Text —
■ ■ ■ ■

The city's plan of adjustment63 was filed January 18, 2011, along with its disclosure statement.64 In the plan the city proposes paying its unsecured creditors less than the full amount of their claims. Estimates are that the claims would be paid between 5% and 20%. The disclosure statement prepared by the city must be approved by the court before the creditors have the opportunity to vote on the city's plan of adjustment.

Recent Developments

Boise County, Idaho

On March 1, 2011, Boise County, ID, filed a chapter 9 petition.65 Reportedly the impetus for the filing was a judgment against the county for $4 million. The annual budget for the county, which does not include the city of Boise, is less than $9.5 million.66 The judgment came as the result of a suit by Alamar Ranch, LLC, which asserted that its efforts to obtain a conditional use permit had been improperly blocked.67 Taxpayers in the county had opposed the proposed development—a residential treatment facility for 72 boys. Ultimately, the county was found to have violated the Fair Housing Act. After the judgment, the county attempted to negotiate a lower amount that it could afford, but was unsuccessful.

Harrisburg, Pennsylvania

Harrisburg considered filing under chapter 9,68 but ultimately its mayor, who opposed bankruptcy, chose to pursue a state-offered program for distressed cities.69 December 15, 2010, Harrisburg, PA, was accepted into the state's "distressed cities" program, also known as Act 47. The program was started in 1987. Harrisburg is the 20th municipality in the program. Many have remained in the program for more than a decade.

The city qualified for the program after missing $10.5 million in payments for bonds related to an incinerator project. It also had a junk-bond credit rating and lawsuits to force it to postpone paying operating expenses (including payroll) in favor of meeting debt obligations as well as a more than $19 million projected deficit in 2015. Some believe that chapter 9 would be a better alternative for the city than the state program and are considering appealing the state's decision to admit the city into its program.

■ ■ ■ ■

Stored data —
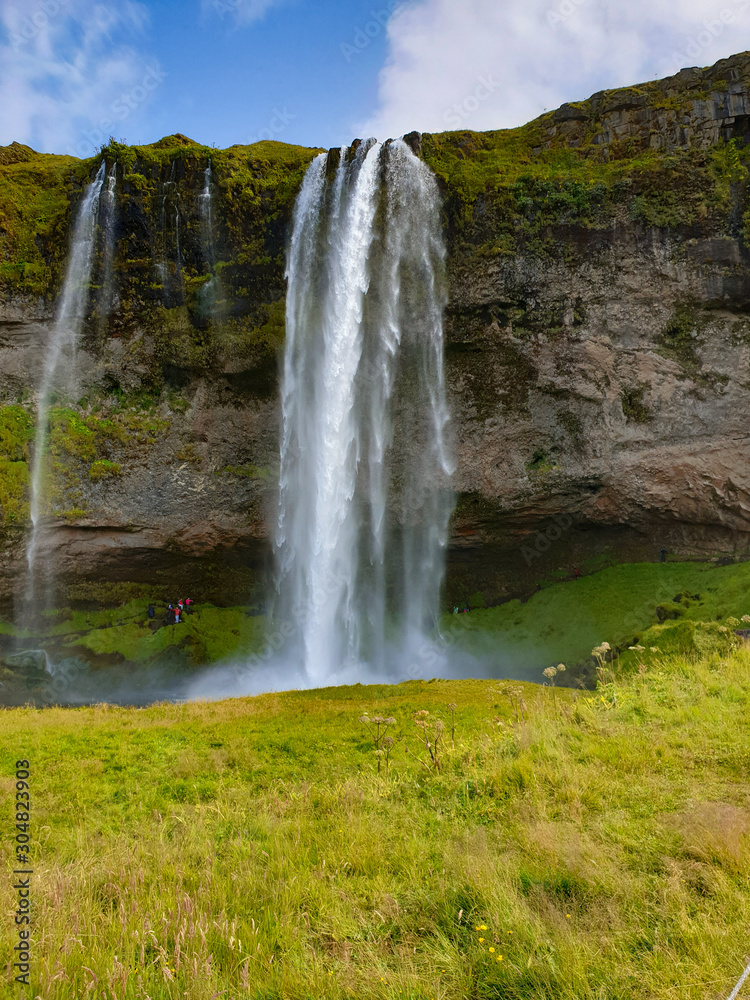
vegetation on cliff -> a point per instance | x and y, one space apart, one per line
594 844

■ ■ ■ ■

Task set —
1 – In the municipal bankruptcy text, rewrite the part that opens with the words "On March 1, 2011, Boise" and closes with "but was unsuccessful.", changing "Fair Housing Act" to "federal housing law".
2 – According to the municipal bankruptcy text, what missed payments qualified Harrisburg for the state's distressed cities program?

Task-by-task outputs —
1 –
On March 1, 2011, Boise County, ID, filed a chapter 9 petition.65 Reportedly the impetus for the filing was a judgment against the county for $4 million. The annual budget for the county, which does not include the city of Boise, is less than $9.5 million.66 The judgment came as the result of a suit by Alamar Ranch, LLC, which asserted that its efforts to obtain a conditional use permit had been improperly blocked.67 Taxpayers in the county had opposed the proposed development—a residential treatment facility for 72 boys. Ultimately, the county was found to have violated the federal housing law. After the judgment, the county attempted to negotiate a lower amount that it could afford, but was unsuccessful.

2 – It missed $10.5 million in payments for bonds related to an incinerator project.